[DATASET RECORDS — start]

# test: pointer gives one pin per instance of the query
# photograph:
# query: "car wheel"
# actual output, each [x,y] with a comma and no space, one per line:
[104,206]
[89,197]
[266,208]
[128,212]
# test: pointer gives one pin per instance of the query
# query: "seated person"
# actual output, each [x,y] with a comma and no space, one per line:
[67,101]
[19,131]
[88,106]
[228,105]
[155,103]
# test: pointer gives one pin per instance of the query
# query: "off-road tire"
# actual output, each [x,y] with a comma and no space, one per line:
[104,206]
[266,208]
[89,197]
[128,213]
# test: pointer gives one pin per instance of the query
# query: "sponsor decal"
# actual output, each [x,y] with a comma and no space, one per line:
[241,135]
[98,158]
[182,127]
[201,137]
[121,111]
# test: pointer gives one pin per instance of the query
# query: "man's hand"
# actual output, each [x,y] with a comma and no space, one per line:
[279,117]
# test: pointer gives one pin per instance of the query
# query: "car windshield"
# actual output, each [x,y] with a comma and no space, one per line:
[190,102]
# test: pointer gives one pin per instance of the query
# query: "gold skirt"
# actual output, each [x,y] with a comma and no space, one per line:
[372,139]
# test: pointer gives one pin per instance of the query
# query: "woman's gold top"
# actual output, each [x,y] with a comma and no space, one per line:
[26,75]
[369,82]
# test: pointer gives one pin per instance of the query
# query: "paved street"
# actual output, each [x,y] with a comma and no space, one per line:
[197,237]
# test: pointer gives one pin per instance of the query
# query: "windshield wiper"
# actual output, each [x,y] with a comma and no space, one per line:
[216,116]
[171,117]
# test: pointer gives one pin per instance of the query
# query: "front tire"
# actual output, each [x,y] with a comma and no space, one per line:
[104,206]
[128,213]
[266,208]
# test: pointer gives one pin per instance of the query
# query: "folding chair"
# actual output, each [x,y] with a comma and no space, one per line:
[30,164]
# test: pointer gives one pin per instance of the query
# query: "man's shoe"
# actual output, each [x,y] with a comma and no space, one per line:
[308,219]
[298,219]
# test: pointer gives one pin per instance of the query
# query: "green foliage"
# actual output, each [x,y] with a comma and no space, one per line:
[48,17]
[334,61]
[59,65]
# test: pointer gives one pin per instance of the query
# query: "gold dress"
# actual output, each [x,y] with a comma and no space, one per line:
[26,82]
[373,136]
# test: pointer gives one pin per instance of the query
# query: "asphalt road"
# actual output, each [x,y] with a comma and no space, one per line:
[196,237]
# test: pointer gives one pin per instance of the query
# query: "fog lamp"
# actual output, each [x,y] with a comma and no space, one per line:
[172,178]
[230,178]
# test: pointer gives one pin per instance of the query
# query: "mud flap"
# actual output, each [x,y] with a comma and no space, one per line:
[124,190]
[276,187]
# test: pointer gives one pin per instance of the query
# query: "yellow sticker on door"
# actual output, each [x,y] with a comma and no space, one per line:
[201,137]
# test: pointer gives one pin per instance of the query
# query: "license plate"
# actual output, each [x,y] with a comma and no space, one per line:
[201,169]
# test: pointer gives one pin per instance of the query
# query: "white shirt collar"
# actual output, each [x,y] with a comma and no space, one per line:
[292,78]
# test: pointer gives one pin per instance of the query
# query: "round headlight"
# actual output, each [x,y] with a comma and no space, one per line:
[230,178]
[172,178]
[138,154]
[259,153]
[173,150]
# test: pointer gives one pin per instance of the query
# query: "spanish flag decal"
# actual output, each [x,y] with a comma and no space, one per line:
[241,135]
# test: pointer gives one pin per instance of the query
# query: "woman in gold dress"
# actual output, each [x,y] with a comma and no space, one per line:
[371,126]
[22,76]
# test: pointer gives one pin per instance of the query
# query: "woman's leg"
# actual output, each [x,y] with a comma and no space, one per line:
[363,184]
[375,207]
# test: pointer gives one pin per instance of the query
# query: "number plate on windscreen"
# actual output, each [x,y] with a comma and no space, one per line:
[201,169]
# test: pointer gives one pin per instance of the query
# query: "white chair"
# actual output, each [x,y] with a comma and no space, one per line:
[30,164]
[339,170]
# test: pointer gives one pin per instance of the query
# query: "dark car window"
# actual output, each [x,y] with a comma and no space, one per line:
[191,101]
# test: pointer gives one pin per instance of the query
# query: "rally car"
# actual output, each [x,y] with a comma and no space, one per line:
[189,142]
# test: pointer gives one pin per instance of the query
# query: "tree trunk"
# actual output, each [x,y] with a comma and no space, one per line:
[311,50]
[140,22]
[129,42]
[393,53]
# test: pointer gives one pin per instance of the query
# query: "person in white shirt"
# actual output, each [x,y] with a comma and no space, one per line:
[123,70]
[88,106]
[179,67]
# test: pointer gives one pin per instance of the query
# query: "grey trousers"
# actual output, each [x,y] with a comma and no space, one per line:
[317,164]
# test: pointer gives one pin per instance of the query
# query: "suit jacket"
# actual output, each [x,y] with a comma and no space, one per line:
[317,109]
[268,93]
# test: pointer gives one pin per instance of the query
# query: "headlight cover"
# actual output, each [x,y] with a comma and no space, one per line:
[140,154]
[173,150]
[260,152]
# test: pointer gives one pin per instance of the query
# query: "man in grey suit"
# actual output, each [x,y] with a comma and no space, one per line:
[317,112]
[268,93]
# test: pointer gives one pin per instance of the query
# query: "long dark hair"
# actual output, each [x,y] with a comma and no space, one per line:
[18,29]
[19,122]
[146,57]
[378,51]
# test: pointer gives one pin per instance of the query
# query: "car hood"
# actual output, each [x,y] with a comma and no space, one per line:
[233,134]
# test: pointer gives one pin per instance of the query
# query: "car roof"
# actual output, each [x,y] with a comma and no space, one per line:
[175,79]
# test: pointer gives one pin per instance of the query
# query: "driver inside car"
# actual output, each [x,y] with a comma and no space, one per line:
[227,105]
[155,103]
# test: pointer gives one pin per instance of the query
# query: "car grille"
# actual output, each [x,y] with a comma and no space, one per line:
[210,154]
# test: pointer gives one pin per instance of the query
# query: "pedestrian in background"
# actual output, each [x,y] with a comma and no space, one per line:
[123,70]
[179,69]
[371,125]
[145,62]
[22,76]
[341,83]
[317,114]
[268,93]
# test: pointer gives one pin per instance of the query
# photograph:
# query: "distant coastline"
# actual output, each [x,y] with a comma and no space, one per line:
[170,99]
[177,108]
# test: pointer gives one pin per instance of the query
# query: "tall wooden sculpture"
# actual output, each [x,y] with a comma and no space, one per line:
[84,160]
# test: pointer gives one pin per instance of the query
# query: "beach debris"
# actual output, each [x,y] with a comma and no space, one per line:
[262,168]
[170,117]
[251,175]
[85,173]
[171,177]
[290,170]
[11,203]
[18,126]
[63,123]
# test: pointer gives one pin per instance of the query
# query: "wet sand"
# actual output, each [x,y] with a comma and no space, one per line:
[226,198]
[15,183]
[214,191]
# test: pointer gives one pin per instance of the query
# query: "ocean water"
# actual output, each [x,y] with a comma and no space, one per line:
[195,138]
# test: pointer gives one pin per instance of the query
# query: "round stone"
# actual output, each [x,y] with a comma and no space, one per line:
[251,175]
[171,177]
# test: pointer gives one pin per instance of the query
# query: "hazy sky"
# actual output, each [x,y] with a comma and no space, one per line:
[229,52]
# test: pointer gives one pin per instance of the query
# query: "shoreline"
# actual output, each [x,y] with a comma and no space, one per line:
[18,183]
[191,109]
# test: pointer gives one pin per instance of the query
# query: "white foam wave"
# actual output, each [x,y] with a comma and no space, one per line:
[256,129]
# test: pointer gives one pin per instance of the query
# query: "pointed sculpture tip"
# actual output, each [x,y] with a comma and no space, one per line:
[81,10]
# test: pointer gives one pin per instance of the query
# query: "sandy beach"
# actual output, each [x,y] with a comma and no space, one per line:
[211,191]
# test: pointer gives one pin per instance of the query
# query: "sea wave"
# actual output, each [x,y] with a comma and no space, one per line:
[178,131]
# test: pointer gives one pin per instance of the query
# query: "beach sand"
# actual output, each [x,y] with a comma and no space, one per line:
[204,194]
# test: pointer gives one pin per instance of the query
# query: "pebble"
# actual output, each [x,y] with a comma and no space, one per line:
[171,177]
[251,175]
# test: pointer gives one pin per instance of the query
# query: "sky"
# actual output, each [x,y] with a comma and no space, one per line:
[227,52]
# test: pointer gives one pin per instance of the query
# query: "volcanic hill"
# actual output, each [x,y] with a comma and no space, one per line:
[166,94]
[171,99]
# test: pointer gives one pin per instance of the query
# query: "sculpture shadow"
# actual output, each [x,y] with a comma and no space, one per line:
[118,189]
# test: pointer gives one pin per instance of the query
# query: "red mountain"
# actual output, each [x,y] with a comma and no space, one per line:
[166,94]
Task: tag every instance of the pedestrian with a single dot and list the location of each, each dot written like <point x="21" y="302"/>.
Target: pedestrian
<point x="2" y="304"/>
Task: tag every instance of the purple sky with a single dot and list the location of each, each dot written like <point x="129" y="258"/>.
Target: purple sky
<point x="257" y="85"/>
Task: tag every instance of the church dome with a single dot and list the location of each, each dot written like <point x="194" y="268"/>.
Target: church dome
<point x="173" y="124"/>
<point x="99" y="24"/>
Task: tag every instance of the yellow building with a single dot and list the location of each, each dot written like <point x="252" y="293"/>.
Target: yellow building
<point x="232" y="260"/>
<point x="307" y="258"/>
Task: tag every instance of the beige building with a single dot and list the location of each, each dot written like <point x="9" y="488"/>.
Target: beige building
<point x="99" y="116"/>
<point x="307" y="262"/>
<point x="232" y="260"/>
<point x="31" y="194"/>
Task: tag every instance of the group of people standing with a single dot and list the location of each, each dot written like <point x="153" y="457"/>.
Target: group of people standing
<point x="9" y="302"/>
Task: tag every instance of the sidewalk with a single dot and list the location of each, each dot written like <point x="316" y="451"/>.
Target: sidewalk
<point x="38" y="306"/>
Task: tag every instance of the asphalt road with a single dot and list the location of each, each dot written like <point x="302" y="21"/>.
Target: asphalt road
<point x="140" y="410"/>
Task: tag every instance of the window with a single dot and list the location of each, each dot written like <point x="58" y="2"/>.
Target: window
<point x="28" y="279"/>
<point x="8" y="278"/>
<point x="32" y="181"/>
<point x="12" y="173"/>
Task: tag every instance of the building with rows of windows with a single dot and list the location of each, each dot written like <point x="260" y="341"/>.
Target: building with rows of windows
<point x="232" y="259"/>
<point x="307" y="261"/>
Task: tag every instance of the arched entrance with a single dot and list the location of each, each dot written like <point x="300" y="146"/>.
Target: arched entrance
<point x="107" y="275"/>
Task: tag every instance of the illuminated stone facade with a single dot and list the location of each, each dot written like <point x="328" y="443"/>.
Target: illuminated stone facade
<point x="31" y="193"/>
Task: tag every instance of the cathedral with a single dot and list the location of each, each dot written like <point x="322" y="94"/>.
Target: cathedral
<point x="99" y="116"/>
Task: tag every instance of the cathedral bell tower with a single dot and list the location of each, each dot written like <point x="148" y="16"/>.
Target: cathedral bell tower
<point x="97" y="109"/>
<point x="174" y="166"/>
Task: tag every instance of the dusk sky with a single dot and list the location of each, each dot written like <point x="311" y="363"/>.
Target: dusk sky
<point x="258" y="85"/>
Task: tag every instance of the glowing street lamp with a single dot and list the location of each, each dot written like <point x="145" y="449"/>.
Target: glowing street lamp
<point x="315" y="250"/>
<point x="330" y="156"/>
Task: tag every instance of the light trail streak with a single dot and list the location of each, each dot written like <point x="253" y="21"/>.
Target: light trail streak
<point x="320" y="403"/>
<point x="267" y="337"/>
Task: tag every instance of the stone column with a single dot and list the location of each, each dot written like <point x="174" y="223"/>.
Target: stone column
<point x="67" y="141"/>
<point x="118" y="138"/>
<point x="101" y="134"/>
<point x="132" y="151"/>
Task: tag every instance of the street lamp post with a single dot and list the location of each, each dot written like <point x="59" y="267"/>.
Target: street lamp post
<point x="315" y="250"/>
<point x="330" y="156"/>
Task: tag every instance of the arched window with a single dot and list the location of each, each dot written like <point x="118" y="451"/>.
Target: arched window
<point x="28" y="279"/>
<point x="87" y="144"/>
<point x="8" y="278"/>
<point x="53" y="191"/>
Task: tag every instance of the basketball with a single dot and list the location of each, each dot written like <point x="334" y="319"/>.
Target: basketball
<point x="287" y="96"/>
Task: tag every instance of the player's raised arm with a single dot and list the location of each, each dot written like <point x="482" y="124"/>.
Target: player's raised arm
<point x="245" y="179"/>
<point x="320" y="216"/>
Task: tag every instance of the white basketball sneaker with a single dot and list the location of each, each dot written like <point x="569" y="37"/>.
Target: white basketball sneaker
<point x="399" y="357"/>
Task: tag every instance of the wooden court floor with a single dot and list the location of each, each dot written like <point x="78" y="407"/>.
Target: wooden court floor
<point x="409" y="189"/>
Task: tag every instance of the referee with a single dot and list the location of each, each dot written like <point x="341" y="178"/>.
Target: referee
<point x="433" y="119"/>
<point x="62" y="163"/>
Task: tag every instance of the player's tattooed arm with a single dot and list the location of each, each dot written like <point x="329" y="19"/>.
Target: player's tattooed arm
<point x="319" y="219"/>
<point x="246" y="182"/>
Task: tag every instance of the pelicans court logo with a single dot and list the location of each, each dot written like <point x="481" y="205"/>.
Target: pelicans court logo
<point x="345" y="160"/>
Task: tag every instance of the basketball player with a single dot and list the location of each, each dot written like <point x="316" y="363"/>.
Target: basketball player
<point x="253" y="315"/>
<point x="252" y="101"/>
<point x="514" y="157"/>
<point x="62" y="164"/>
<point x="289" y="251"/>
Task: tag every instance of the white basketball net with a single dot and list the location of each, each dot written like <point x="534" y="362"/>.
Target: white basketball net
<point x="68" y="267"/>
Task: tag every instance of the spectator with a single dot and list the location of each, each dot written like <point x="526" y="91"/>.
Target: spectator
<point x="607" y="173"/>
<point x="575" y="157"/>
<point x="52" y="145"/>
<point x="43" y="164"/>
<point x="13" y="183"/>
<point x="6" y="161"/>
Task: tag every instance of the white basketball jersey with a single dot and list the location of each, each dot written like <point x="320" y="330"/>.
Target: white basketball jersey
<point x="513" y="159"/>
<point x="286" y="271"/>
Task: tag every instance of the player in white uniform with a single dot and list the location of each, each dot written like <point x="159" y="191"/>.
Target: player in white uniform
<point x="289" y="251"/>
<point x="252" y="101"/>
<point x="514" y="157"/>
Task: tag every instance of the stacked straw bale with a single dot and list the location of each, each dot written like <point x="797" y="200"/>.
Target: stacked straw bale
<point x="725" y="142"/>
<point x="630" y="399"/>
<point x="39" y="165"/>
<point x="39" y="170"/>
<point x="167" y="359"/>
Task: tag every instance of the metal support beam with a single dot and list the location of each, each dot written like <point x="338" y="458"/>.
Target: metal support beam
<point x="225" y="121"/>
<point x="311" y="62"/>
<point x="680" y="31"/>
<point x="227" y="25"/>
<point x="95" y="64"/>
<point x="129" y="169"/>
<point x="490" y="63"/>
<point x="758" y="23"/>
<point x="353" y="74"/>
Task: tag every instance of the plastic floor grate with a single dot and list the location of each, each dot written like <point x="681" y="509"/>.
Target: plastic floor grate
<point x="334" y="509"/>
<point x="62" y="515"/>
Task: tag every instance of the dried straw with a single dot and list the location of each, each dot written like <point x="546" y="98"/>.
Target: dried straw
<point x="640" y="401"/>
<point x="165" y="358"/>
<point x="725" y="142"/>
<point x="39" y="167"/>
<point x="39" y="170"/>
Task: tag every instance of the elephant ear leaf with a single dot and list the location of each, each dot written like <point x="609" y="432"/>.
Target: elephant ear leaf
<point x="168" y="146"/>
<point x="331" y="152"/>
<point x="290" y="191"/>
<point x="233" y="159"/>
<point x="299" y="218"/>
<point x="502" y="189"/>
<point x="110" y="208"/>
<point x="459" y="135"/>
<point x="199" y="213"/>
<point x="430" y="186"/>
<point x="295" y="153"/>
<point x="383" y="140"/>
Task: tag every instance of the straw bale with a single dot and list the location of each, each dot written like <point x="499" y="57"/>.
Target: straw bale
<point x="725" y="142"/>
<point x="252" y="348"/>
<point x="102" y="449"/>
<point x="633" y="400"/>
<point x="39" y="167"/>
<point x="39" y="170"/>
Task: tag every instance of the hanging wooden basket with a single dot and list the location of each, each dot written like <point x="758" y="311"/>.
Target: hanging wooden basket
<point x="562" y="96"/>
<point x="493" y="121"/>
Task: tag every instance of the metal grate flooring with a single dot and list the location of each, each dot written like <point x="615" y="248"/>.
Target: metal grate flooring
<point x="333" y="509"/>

[DATASET RECORDS — finish]

→ **PROBLEM TO SOLVE**
For this exercise, output exactly the lines above from the line with "Target: white basketball net" to the line with "Task: tag every instance of the spectator", counting both, and leave out the rest.

→ **WORKED SOLUTION**
Target: white basketball net
<point x="68" y="267"/>
Task: tag every instance of the spectator with a single dot and list the location of each, each dot written like <point x="526" y="91"/>.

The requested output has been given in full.